What you should do:
Copy the data below, switching "bushy tail" to "striped tail" and leaving everything else unchanged.

# # # # # # #

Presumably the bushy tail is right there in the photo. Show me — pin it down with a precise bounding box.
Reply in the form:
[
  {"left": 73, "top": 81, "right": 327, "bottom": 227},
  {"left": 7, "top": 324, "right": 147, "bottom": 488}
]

# # # # # # #

Answer to this exercise:
Presumably the striped tail is right there in the photo. Show me — pin it down with a precise bounding box.
Reply in the form:
[
  {"left": 73, "top": 81, "right": 327, "bottom": 227},
  {"left": 7, "top": 324, "right": 147, "bottom": 488}
]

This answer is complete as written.